◆ TASK GOAL:
Each line from the one containing "Reviewer note: every instance of the nose" to the end of the records should be copied exactly, and no other line.

◆ DATASET EXCERPTS:
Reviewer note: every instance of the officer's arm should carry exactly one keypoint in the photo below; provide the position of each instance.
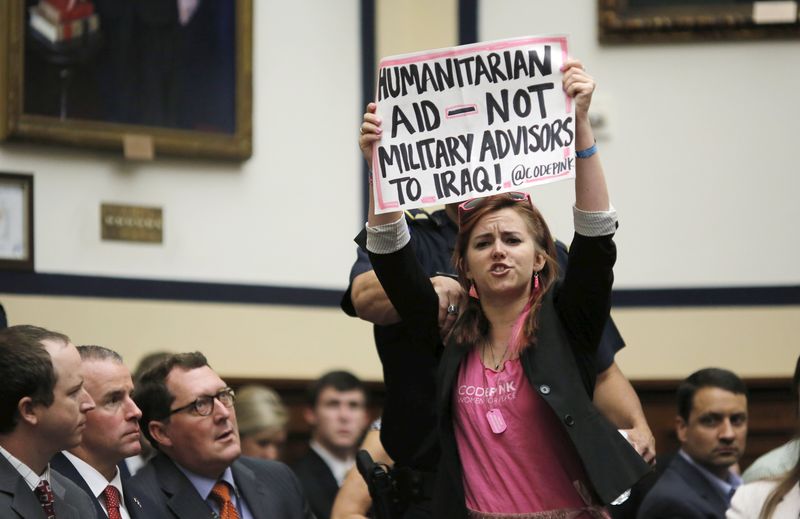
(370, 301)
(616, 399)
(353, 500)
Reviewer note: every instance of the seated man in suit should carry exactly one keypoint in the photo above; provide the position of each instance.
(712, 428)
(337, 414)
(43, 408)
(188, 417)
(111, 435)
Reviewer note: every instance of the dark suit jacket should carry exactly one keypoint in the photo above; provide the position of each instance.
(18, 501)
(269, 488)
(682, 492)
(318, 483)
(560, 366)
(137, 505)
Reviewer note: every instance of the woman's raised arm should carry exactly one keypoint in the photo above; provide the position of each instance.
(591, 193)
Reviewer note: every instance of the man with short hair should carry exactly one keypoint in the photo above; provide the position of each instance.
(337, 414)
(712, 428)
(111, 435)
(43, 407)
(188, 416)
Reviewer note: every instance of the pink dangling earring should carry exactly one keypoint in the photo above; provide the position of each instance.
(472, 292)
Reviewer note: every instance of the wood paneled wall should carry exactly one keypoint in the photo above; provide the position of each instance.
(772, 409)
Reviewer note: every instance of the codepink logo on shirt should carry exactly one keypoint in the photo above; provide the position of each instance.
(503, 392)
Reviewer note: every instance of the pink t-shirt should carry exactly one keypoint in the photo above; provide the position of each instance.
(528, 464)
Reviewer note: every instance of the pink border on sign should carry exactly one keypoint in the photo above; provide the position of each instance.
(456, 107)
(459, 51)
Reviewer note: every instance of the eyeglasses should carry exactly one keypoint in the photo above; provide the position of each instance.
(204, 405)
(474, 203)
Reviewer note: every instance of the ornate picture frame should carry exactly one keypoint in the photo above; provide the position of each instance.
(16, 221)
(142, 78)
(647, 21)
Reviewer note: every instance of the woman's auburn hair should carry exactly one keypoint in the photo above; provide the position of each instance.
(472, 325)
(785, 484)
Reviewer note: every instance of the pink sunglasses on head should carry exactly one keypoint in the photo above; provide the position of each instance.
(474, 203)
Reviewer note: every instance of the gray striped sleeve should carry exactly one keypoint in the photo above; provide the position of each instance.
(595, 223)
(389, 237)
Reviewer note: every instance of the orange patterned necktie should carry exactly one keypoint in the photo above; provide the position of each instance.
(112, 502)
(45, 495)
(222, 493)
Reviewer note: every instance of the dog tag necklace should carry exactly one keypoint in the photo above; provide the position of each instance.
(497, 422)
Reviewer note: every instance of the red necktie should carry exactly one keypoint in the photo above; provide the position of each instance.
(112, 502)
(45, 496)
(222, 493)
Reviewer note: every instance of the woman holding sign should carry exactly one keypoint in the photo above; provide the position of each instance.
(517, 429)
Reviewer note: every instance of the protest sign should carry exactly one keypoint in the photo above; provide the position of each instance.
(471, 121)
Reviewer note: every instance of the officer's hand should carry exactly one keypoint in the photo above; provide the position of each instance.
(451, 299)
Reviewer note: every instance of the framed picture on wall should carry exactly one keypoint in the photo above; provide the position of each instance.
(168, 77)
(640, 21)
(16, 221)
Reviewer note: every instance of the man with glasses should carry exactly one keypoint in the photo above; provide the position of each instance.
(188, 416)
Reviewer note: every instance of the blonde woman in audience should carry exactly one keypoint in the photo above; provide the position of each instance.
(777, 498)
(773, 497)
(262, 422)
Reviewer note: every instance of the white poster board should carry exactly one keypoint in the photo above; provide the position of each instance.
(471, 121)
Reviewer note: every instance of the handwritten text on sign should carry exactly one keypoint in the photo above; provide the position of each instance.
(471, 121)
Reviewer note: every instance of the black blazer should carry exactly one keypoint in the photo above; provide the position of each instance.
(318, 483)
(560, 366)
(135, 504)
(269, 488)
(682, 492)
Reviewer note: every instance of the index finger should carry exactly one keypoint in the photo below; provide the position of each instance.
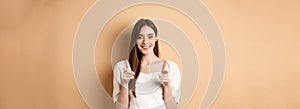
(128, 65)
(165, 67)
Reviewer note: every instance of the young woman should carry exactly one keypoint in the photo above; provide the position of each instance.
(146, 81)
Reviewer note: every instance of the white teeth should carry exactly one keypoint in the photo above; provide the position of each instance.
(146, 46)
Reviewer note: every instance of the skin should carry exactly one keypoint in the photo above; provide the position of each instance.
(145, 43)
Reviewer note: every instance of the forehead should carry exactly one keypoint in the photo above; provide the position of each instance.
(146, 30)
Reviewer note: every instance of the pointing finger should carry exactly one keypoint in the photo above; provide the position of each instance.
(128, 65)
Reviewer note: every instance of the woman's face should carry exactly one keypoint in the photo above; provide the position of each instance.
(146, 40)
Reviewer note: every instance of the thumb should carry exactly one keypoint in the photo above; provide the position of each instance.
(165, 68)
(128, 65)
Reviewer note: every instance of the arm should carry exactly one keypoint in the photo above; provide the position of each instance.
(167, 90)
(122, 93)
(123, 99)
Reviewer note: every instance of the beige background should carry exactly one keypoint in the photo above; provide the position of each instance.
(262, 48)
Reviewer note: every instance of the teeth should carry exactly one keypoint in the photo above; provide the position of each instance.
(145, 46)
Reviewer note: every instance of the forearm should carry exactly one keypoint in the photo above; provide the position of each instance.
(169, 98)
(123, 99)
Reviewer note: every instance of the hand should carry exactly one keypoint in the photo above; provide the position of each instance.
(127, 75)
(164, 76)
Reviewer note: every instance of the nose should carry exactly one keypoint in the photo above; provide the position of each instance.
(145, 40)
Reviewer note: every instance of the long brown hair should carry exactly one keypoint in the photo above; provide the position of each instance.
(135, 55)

◆ SOLUTION FOR THIS TASK:
Reviewer note: every instance of the nose should carry exactly one keypoint in the photo above; provide the position of each instance.
(145, 40)
Reviewer note: every instance of the long brown hair should carry exactly one keypoint in the photo above; provide the position of each instance.
(135, 55)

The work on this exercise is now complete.